start

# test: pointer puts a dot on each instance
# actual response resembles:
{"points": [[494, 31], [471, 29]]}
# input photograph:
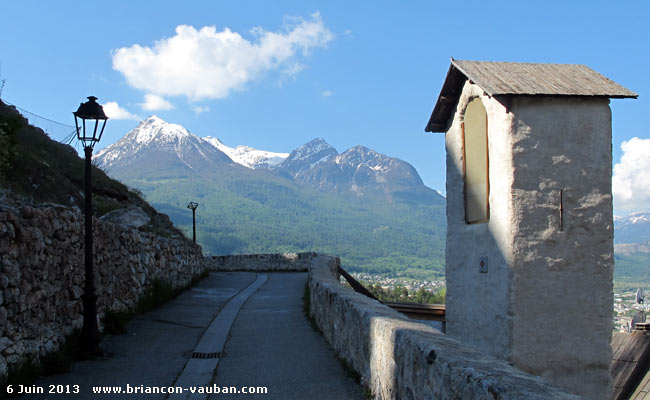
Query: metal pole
{"points": [[194, 225], [89, 331]]}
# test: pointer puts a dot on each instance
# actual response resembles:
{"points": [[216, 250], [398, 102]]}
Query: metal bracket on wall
{"points": [[482, 265]]}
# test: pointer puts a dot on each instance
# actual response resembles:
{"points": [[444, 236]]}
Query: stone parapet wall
{"points": [[42, 274], [261, 262], [399, 358]]}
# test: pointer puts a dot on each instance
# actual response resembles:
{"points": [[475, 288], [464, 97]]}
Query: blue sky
{"points": [[350, 72]]}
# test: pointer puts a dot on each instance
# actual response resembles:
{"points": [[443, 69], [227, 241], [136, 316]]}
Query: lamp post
{"points": [[193, 207], [93, 112]]}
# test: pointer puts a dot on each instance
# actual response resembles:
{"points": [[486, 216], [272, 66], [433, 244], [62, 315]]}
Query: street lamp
{"points": [[193, 207], [89, 111]]}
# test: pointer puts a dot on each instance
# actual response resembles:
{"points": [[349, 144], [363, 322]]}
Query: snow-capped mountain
{"points": [[358, 170], [248, 156], [305, 158], [634, 228], [158, 147]]}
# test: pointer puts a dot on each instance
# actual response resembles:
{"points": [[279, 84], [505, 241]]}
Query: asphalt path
{"points": [[234, 331]]}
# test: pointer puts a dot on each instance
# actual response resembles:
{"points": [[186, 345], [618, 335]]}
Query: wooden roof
{"points": [[520, 79]]}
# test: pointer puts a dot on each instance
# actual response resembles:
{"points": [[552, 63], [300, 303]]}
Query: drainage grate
{"points": [[198, 354]]}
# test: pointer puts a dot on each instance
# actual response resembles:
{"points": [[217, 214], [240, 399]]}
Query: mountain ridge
{"points": [[379, 227]]}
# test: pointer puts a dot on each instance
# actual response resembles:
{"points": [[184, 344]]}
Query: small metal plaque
{"points": [[482, 265]]}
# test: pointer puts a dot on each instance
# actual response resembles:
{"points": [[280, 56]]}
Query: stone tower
{"points": [[529, 254]]}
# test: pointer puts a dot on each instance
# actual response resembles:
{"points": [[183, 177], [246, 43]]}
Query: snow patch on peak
{"points": [[154, 127], [248, 156], [313, 147]]}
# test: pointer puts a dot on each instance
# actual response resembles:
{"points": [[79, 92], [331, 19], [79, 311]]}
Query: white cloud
{"points": [[114, 111], [153, 102], [200, 109], [209, 64], [631, 180]]}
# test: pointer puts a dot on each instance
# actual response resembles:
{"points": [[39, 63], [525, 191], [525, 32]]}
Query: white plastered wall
{"points": [[545, 303], [562, 270], [477, 303]]}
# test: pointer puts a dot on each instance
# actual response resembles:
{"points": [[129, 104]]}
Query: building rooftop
{"points": [[520, 79]]}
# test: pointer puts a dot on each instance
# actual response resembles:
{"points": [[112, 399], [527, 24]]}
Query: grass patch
{"points": [[115, 321], [155, 296]]}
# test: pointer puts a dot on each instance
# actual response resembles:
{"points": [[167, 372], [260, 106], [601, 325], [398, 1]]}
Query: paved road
{"points": [[270, 344]]}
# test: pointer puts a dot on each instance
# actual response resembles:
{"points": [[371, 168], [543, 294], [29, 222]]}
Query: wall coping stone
{"points": [[399, 358]]}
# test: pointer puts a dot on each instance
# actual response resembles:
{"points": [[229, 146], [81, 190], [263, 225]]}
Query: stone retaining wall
{"points": [[261, 262], [399, 358], [42, 274]]}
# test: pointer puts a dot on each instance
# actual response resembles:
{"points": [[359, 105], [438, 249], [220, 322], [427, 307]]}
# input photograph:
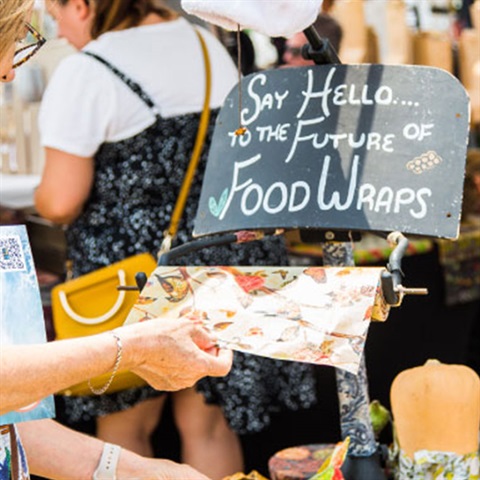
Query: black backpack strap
{"points": [[134, 86]]}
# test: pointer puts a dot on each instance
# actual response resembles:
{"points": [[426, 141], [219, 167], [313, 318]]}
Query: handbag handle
{"points": [[102, 318]]}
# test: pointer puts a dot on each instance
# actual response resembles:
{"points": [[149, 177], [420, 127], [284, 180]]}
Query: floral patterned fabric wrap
{"points": [[317, 315], [433, 465]]}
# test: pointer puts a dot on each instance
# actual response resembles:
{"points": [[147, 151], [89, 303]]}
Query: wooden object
{"points": [[351, 17], [433, 49], [437, 407], [298, 463], [399, 36]]}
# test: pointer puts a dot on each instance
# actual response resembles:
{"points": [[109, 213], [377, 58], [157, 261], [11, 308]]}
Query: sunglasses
{"points": [[26, 52]]}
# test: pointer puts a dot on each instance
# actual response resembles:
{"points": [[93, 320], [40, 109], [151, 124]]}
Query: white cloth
{"points": [[275, 18], [85, 104]]}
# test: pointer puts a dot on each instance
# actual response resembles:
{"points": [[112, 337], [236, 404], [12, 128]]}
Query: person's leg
{"points": [[208, 443], [132, 428]]}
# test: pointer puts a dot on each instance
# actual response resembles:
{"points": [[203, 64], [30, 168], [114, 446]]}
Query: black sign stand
{"points": [[362, 461]]}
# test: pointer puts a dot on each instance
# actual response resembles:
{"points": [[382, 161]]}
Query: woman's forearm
{"points": [[170, 354], [45, 369], [57, 452]]}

end

- SET EXERCISE: Print out every entry above without changing a word, and leave out the pictures.

- WRITTEN SOLUTION:
# test: pointer puts a dot on each instance
# actual response resembles:
{"points": [[494, 31], [471, 29]]}
# input photograph:
Query: metal pole
{"points": [[194, 225], [89, 331]]}
# test: pointer puts a dot on each instance
# actual response resembles:
{"points": [[216, 250], [398, 102]]}
Query: metal bracket on wall
{"points": [[482, 265]]}
# test: pointer puts a dot on each instance
# actual response resembles:
{"points": [[444, 236]]}
Query: stone parapet wall
{"points": [[42, 274], [261, 262], [399, 358]]}
# test: pointer puts a dot on each instance
# actual response resembles:
{"points": [[475, 288], [464, 97]]}
Query: blue sky
{"points": [[350, 72]]}
# test: pointer puts a dot on each instance
# actual response resembles:
{"points": [[443, 69], [227, 241], [136, 316]]}
Query: lamp post
{"points": [[193, 207], [93, 112]]}
# test: pointer puts a dot on each instance
# actual response resembles:
{"points": [[486, 216], [272, 66], [433, 244], [62, 315]]}
Query: street lamp
{"points": [[193, 207], [89, 111]]}
# test: pointer puts a dot on each instance
# actual response resembles:
{"points": [[349, 144], [363, 322]]}
Query: snow-capped mountain
{"points": [[358, 170], [248, 156], [305, 158], [634, 228], [158, 147]]}
# test: pointer puts a dot on each instance
# actual response resembles:
{"points": [[279, 84], [505, 241]]}
Query: asphalt path
{"points": [[234, 331]]}
# test: pointer puts a dot on each instance
# actual response resembles:
{"points": [[186, 345], [618, 335]]}
Query: wooden roof
{"points": [[520, 79]]}
# test: pointer puts a dot on each instance
# actual response resembles:
{"points": [[552, 63], [300, 303]]}
Query: drainage grate
{"points": [[198, 354]]}
# test: pointer puts a dot on each instance
# actual response resembles:
{"points": [[217, 214], [240, 399]]}
Query: mountain ridge
{"points": [[379, 227]]}
# test: pointer puts a dot on each instance
# actual response resembles:
{"points": [[184, 344]]}
Query: small metal plaque
{"points": [[482, 265]]}
# test: pointer puts a dot on each instance
# actual response resembles:
{"points": [[280, 56]]}
Query: stone tower
{"points": [[529, 254]]}
# test: pointer puts a dot on each instance
# actual response resembles:
{"points": [[183, 177], [246, 43]]}
Query: snow patch on peak
{"points": [[154, 127], [248, 156], [313, 147]]}
# test: pointer puts a dot on each instance
# actual response resembles:
{"points": [[79, 92], [331, 19], [79, 311]]}
Query: white cloud
{"points": [[114, 111], [153, 102], [200, 109], [209, 64], [631, 180]]}
# test: pointer puts a dot on each instance
# actual response resembles:
{"points": [[39, 63], [525, 191], [525, 32]]}
Query: white plastered wall
{"points": [[545, 303], [562, 270], [477, 303]]}
# test: pointer puts a dot on each instance
# actual response resembles:
{"points": [[129, 104]]}
Query: building rooftop
{"points": [[520, 79]]}
# test: pointer puts a dot on each instance
# actual response resembles:
{"points": [[112, 399], [527, 24]]}
Query: grass patch
{"points": [[115, 321], [155, 296]]}
# test: pointer puts a dot on each instance
# actual response resembles:
{"points": [[167, 372], [260, 106], [601, 325], [398, 1]]}
Query: paved road
{"points": [[270, 344]]}
# test: pointer puts a dot on each instance
# actual response resembles:
{"points": [[371, 168], [543, 294], [29, 222]]}
Query: wall coping stone
{"points": [[399, 358]]}
# test: pointer puts a dot on each instance
# actual response resembles:
{"points": [[229, 146], [81, 190], [263, 225]]}
Query: stone retaining wall
{"points": [[261, 262], [399, 358], [42, 274]]}
# test: pointer puts a dot on each instance
# actual response resembles:
{"points": [[359, 105], [438, 249], [220, 322], [427, 307]]}
# input photograph:
Query: black backpack strap
{"points": [[134, 86]]}
# test: pointer puts a dot on each instance
# actual response resembles:
{"points": [[426, 141], [219, 167], [313, 318]]}
Query: handbag handle
{"points": [[102, 318]]}
# test: pointer puts a dot on each instance
# actual response resembles:
{"points": [[149, 177], [420, 127], [284, 180]]}
Query: floral patterned fabric wrap
{"points": [[317, 315], [433, 465]]}
# test: pointer puts a dot on each instance
# actual response resembles:
{"points": [[147, 151], [89, 303]]}
Query: wooden object
{"points": [[351, 17], [433, 49], [437, 407], [298, 463], [399, 36]]}
# test: pointer puts a dot on each instance
# actual response resembles:
{"points": [[109, 213], [377, 58], [157, 261], [11, 308]]}
Query: sunglasses
{"points": [[26, 52]]}
# test: pointer puts a dot on each instance
# actual response resembles:
{"points": [[93, 320], [40, 109], [151, 124]]}
Query: white cloth
{"points": [[275, 18], [85, 104]]}
# test: pointer puts a dot on each instance
# actual response resembles:
{"points": [[112, 337], [236, 404], [12, 128]]}
Query: person's leg
{"points": [[208, 443], [132, 428]]}
# test: pointer puts a dot on each instance
# actual response resembles:
{"points": [[203, 64], [30, 168], [114, 446]]}
Query: black sign stand
{"points": [[362, 461]]}
# test: pointer puts a dot on each instance
# actual response resembles:
{"points": [[382, 161]]}
Query: woman's forearm
{"points": [[170, 354], [45, 369], [57, 452]]}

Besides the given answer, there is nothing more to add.